* [PROVIDED TEXT]:
BEGIN
The ethical challenges presented by climate change and the question of what individuals — and academic institutions like MIT — can do to affect change drew approximately 250 people to Morss Hall at MIT on Thursday, Nov. 17 for an MIT-wide forum titled “Climate Change: Ethics in Action.”
Sponsored by the Office of the Vice President for Research and Radius (an initiative of the Technology and Culture Forum), the forum was part of an agreement created by the student-led group Fossil Free MIT and Vice President for Research Maria Zuber in March, to further advance the Institute’s responses to climate change. The goal for the event was to explore the ethical dimensions of climate change, as well as the ethical responsibilities of many different parties involved in the phenomenon.
A question for all of us
The three-hour forum featured a keynote address by Dale Jamieson, professor of environmental studies and philosophy at New York University and author of “Reason in a Dark Time: Why the Struggle to Stop Climate Change Failed — and What It Means for Our Future,” followed by dinner and a panel discussion among five scholars in fields ranging from atmospheric science to philosophy.
Zuber shared a key thought in a video that launched the event: “Science has performed its role adequately,” she said “[but] it cannot tell us what our obligations are to future generations. Determining how to respond to climate change is a question for all of us.”
END
* [LISTED RECORDS]:
BEGIN
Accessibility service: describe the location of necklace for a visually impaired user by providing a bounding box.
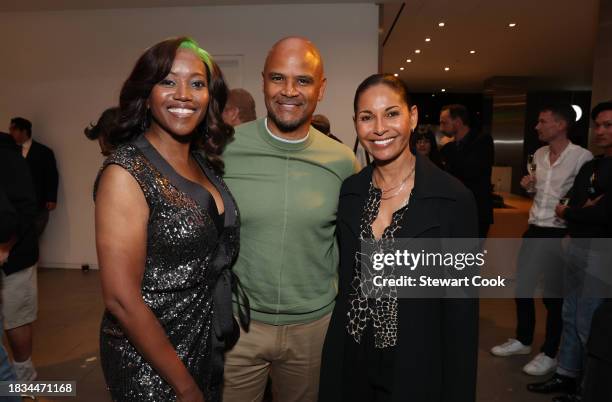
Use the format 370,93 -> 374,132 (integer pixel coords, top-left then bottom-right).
372,165 -> 414,200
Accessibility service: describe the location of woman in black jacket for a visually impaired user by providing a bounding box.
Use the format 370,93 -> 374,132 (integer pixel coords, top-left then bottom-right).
319,74 -> 478,402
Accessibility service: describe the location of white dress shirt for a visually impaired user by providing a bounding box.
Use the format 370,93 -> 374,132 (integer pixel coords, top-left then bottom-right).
529,142 -> 593,228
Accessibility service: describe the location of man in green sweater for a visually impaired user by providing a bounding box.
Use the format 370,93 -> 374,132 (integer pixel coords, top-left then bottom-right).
223,37 -> 357,402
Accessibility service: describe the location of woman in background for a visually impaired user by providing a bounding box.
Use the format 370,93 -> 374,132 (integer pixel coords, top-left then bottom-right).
410,130 -> 443,169
319,74 -> 478,402
94,38 -> 245,402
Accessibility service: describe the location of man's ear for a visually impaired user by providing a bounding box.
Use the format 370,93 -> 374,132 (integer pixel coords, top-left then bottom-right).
317,77 -> 327,102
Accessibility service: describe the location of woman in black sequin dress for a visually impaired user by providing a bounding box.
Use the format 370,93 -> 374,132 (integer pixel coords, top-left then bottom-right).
94,38 -> 248,402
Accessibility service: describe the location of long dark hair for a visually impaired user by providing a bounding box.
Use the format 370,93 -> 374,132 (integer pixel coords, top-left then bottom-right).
353,74 -> 412,114
106,37 -> 234,172
83,106 -> 119,156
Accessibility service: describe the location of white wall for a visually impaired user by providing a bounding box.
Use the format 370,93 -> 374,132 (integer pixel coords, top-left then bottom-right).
0,4 -> 378,268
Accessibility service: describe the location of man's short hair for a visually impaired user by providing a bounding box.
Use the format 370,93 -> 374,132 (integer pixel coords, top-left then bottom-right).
11,117 -> 32,137
591,100 -> 612,121
227,88 -> 257,123
540,103 -> 576,131
310,114 -> 331,134
440,103 -> 470,127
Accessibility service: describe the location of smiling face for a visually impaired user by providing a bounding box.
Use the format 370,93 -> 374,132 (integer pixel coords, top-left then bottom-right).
535,110 -> 567,143
262,38 -> 325,136
148,49 -> 209,138
355,84 -> 418,163
440,109 -> 459,137
593,110 -> 612,154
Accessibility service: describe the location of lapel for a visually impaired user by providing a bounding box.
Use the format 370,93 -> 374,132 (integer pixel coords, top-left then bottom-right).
338,155 -> 455,238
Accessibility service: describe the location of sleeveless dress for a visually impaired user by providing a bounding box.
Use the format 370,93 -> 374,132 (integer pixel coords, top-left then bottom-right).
94,136 -> 248,402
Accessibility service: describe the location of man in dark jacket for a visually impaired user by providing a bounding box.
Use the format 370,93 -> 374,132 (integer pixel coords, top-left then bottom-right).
0,133 -> 38,381
9,117 -> 58,237
440,105 -> 494,238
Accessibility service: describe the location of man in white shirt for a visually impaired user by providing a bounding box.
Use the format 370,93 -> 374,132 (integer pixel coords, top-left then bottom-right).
491,104 -> 593,375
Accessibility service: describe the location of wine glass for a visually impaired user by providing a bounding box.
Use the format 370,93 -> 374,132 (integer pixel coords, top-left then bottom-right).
527,154 -> 537,194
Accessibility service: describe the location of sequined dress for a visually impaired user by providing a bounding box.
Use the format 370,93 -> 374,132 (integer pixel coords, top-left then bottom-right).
94,136 -> 239,402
END
List every part of the forum's program that the text about the MIT climate ethics forum mentions, in the order the event ran.

1. A video featuring Maria Zuber that launched the event
2. A keynote address by Dale Jamieson
3. Dinner
4. A panel discussion among five scholars